Work order ▸
Tally the lines of the data that include the word "blue". Only the number is to be returned.

:::

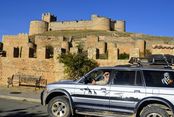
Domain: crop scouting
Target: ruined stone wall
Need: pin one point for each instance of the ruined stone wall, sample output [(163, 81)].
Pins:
[(38, 27), (44, 68), (49, 23), (95, 24), (20, 41), (125, 47)]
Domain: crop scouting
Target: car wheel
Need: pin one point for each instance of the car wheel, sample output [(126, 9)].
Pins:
[(154, 111), (59, 107)]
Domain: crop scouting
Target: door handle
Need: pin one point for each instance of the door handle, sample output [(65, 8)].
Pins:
[(85, 89), (136, 91), (103, 88)]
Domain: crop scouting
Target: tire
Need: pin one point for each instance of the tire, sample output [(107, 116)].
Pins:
[(59, 107), (154, 111)]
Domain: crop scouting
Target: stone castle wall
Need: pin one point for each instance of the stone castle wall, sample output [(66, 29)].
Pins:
[(45, 68), (49, 23)]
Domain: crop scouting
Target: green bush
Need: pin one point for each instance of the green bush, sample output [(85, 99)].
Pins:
[(76, 65)]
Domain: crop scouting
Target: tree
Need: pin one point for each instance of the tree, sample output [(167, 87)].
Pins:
[(76, 65)]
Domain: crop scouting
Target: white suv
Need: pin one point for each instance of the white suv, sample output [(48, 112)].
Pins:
[(131, 90)]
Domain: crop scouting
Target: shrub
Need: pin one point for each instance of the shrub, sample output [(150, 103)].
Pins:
[(76, 65)]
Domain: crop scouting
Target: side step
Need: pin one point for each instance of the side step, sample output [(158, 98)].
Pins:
[(102, 113)]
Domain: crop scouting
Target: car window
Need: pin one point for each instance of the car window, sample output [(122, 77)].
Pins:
[(138, 79), (128, 78), (159, 78), (124, 78)]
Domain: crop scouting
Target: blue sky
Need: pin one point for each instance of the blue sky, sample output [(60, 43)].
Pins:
[(153, 17)]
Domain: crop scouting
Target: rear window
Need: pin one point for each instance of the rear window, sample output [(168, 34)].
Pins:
[(159, 78)]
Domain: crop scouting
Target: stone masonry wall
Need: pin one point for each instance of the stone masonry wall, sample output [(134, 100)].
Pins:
[(44, 68)]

:::

Response for this exercise ▸
2